Job:
Copy the stretch of the records from the line that contains "Category: glass food container" through the line that contains "pixel 739 452", both included. Leave the pictures out of your copy.

Materials provided:

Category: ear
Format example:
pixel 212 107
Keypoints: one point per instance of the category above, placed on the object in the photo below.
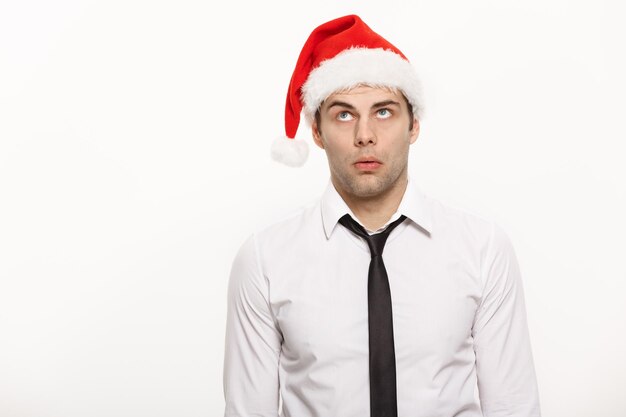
pixel 415 131
pixel 317 135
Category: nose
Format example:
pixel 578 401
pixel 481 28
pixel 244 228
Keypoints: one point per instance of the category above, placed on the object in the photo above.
pixel 364 134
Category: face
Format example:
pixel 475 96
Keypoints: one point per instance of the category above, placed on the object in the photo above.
pixel 365 133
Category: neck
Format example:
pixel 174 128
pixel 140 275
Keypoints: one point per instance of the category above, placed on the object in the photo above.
pixel 373 212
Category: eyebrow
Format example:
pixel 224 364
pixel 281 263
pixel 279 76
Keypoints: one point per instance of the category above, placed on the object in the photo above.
pixel 351 107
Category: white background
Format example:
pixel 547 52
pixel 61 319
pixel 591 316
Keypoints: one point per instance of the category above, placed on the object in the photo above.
pixel 134 160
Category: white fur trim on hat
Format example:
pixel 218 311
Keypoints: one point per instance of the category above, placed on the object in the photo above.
pixel 291 152
pixel 376 67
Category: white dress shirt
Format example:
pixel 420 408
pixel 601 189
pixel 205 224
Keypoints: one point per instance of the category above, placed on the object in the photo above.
pixel 297 326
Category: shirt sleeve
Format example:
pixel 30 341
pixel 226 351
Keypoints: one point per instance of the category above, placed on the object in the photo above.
pixel 253 340
pixel 504 364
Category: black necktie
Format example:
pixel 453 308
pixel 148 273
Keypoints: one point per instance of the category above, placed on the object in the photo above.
pixel 383 400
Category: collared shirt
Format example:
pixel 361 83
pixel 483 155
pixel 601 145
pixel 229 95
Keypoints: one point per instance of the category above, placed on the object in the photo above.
pixel 297 325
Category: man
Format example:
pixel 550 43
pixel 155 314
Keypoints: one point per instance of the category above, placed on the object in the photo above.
pixel 377 300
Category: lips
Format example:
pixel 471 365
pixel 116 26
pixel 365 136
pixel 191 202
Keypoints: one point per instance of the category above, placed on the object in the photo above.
pixel 367 163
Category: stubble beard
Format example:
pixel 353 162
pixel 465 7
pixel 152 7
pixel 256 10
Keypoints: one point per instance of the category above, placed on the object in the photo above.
pixel 366 186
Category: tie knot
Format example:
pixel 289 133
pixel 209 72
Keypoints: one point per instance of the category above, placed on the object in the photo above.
pixel 376 242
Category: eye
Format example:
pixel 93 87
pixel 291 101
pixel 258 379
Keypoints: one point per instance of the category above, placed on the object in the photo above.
pixel 383 113
pixel 344 116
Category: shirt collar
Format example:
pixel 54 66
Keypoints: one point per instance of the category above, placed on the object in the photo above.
pixel 413 206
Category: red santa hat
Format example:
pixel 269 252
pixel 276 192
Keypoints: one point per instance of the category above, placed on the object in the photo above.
pixel 339 55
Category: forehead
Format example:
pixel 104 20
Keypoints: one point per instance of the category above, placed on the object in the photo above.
pixel 365 94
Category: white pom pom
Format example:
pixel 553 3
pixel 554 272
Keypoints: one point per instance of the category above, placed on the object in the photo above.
pixel 291 152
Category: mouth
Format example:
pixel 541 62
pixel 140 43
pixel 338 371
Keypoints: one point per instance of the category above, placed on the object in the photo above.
pixel 367 163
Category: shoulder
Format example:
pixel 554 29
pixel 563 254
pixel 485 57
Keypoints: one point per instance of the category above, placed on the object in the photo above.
pixel 467 226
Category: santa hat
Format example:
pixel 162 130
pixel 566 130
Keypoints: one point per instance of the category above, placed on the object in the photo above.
pixel 339 55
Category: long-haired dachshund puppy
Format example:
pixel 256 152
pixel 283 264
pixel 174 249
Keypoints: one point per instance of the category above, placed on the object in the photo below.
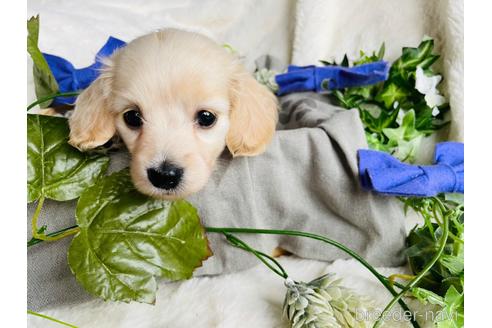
pixel 176 99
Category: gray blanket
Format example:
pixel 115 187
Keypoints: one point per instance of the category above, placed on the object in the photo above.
pixel 306 180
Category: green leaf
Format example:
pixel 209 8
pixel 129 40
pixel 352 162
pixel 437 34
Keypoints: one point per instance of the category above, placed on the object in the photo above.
pixel 426 296
pixel 127 239
pixel 44 81
pixel 379 123
pixel 391 93
pixel 55 169
pixel 455 264
pixel 381 51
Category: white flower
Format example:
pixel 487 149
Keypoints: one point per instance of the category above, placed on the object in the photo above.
pixel 427 85
pixel 323 303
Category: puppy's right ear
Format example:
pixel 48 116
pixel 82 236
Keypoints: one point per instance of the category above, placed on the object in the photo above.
pixel 92 123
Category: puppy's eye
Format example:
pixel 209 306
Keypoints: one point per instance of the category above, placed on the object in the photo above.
pixel 205 119
pixel 133 119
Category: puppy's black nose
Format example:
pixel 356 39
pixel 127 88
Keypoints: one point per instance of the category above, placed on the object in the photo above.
pixel 167 176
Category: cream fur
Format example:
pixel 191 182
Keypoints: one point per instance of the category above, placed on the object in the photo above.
pixel 170 75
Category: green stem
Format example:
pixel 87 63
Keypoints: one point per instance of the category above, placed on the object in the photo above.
pixel 50 318
pixel 53 96
pixel 356 256
pixel 428 266
pixel 260 255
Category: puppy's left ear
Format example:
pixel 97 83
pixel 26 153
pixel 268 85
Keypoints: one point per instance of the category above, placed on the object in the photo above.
pixel 253 117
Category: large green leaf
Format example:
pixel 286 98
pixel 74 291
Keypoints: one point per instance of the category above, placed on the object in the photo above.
pixel 44 81
pixel 127 239
pixel 55 169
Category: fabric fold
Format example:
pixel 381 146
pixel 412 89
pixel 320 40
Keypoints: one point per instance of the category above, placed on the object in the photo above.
pixel 385 174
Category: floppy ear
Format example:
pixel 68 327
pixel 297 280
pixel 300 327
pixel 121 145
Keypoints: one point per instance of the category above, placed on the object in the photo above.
pixel 92 123
pixel 253 117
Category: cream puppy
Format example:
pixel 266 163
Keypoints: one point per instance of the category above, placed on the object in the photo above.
pixel 177 99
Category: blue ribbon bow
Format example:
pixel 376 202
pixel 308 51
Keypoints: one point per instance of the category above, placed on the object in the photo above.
pixel 312 78
pixel 71 79
pixel 383 173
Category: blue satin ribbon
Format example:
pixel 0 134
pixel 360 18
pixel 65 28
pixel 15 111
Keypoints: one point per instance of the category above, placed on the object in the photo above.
pixel 383 173
pixel 319 79
pixel 71 79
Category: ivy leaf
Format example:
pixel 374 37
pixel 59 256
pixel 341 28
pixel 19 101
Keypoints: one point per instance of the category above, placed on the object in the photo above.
pixel 426 296
pixel 55 169
pixel 127 239
pixel 44 82
pixel 405 139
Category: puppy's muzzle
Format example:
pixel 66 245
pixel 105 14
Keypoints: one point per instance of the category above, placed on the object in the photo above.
pixel 167 176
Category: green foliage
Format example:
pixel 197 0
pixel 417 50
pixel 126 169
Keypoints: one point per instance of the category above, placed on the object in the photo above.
pixel 127 239
pixel 55 169
pixel 443 285
pixel 381 105
pixel 44 81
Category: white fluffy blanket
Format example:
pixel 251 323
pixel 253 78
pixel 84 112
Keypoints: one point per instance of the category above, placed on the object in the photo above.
pixel 305 31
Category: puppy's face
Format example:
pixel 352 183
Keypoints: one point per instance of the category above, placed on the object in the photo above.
pixel 176 99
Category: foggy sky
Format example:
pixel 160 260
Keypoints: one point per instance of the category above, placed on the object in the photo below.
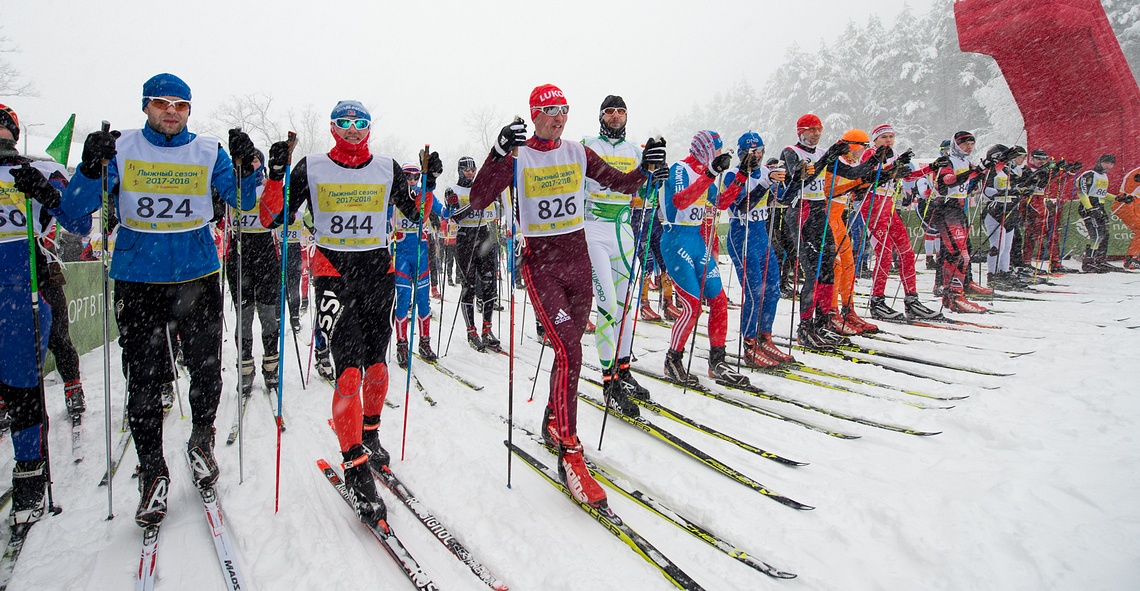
pixel 421 67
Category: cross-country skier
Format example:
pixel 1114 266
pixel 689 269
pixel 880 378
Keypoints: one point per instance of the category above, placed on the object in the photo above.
pixel 475 257
pixel 610 243
pixel 348 191
pixel 19 373
pixel 689 193
pixel 550 177
pixel 412 259
pixel 749 247
pixel 163 180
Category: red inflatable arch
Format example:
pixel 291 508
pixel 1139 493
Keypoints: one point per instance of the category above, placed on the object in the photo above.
pixel 1067 74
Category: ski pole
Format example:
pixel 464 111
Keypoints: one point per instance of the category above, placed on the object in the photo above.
pixel 30 221
pixel 291 138
pixel 104 218
pixel 413 320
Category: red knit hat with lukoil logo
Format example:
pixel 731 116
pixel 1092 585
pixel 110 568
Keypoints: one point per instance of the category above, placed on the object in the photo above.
pixel 544 96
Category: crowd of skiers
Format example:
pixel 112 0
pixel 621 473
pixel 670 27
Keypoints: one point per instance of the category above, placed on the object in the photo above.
pixel 596 226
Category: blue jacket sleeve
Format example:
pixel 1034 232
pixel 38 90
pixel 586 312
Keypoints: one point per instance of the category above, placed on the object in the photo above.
pixel 225 181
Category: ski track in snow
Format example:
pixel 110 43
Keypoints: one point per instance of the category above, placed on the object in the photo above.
pixel 1029 486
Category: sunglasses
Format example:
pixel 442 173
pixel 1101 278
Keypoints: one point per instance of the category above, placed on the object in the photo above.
pixel 348 123
pixel 163 104
pixel 553 110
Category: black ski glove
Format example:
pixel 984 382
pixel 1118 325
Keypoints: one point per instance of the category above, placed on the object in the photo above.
pixel 718 164
pixel 510 137
pixel 33 184
pixel 653 155
pixel 242 151
pixel 278 160
pixel 97 147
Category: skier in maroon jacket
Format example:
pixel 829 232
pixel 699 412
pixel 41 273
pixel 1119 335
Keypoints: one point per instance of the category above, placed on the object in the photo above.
pixel 550 177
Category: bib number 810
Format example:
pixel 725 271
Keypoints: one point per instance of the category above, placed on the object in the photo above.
pixel 556 208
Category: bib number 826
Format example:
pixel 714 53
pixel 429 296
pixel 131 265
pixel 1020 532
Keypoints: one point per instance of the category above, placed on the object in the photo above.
pixel 556 208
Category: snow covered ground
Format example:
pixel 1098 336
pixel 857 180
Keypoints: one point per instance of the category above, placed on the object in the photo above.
pixel 1029 486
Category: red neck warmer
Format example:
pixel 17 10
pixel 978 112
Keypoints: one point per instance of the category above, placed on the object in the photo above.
pixel 350 154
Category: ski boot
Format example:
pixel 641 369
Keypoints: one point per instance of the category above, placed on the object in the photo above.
pixel 755 357
pixel 369 437
pixel 576 476
pixel 361 487
pixel 29 483
pixel 881 312
pixel 425 351
pixel 808 336
pixel 401 354
pixel 325 364
pixel 771 350
pixel 73 398
pixel 638 391
pixel 917 310
pixel 618 393
pixel 246 377
pixel 473 340
pixel 154 486
pixel 675 370
pixel 269 372
pixel 489 340
pixel 955 301
pixel 201 451
pixel 723 372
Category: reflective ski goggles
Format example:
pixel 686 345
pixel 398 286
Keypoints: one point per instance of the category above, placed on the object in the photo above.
pixel 348 123
pixel 553 110
pixel 163 104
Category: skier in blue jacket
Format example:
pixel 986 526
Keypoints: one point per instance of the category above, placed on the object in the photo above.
pixel 164 183
pixel 19 372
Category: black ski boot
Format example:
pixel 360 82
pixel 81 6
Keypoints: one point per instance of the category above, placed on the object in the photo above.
pixel 29 482
pixel 154 486
pixel 401 354
pixel 917 310
pixel 881 312
pixel 808 337
pixel 473 340
pixel 723 372
pixel 425 351
pixel 201 451
pixel 269 372
pixel 369 437
pixel 247 374
pixel 74 399
pixel 489 340
pixel 675 370
pixel 361 486
pixel 618 393
pixel 638 391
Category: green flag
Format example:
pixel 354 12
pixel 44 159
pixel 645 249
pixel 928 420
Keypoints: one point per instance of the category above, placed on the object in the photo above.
pixel 60 147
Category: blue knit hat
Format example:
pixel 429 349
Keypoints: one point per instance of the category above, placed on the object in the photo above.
pixel 705 145
pixel 350 108
pixel 164 86
pixel 749 140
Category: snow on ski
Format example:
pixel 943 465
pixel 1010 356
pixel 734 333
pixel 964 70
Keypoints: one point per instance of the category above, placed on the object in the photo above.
pixel 384 535
pixel 692 451
pixel 669 413
pixel 623 485
pixel 613 524
pixel 148 559
pixel 227 553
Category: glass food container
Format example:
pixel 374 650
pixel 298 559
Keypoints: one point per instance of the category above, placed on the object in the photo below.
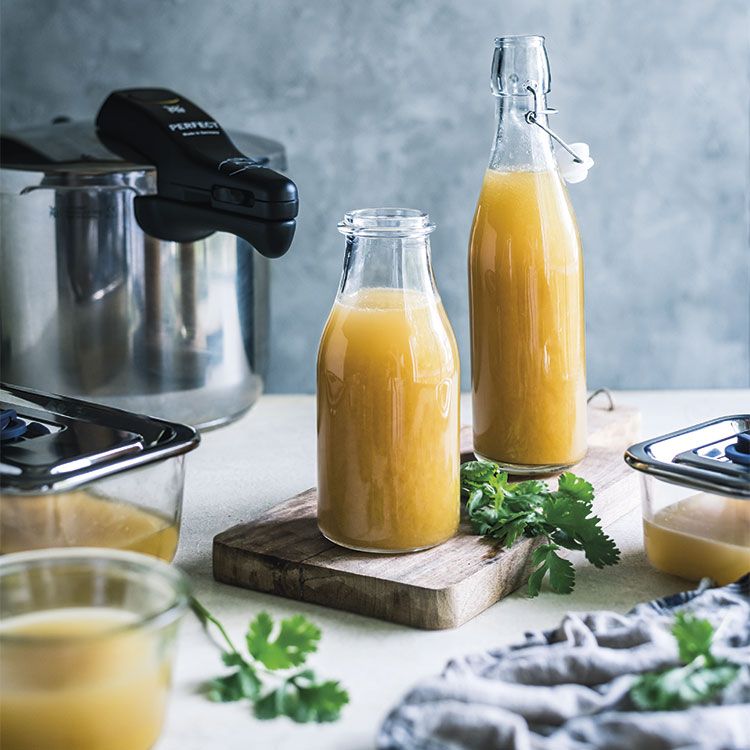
pixel 87 639
pixel 696 499
pixel 75 474
pixel 388 393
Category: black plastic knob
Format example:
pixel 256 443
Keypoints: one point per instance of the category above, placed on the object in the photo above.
pixel 739 452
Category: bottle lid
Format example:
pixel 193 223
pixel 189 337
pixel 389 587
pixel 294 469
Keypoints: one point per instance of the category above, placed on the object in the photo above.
pixel 712 456
pixel 517 62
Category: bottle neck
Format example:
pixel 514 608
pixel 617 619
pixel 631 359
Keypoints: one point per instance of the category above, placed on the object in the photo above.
pixel 520 145
pixel 387 262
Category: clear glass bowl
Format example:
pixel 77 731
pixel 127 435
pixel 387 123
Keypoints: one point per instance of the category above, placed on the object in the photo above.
pixel 695 534
pixel 136 510
pixel 87 639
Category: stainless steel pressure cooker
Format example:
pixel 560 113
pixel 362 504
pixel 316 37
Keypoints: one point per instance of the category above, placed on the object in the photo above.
pixel 129 271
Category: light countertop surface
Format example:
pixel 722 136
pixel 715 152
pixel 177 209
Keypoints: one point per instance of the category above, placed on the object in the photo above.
pixel 268 456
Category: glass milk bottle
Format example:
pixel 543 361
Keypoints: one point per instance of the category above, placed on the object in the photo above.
pixel 526 283
pixel 388 393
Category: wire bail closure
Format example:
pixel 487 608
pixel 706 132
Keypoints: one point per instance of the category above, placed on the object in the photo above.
pixel 532 117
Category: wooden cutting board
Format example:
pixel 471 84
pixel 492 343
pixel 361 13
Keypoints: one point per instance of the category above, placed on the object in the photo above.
pixel 282 552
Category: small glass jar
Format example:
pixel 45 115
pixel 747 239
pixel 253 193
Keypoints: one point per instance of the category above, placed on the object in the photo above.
pixel 388 393
pixel 696 500
pixel 87 639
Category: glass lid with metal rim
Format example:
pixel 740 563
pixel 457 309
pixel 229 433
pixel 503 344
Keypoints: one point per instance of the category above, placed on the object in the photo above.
pixel 52 443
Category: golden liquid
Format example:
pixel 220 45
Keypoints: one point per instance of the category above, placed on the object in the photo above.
pixel 79 519
pixel 702 535
pixel 91 691
pixel 388 422
pixel 527 326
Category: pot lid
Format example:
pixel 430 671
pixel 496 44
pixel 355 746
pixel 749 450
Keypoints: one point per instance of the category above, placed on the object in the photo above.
pixel 66 146
pixel 53 443
pixel 712 456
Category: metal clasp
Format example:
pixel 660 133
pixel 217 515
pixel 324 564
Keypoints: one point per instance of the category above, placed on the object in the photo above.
pixel 532 117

Correct answer:
Category: glass food container
Format example:
pixel 374 650
pixel 298 559
Keypoints: one point per instance of the category above, placed on the object in the photo below.
pixel 87 639
pixel 696 499
pixel 75 474
pixel 388 393
Category: black plastic knob
Format example:
pixel 256 443
Keypoints: one point per instance of the category above, placed on the object in the photo above.
pixel 739 452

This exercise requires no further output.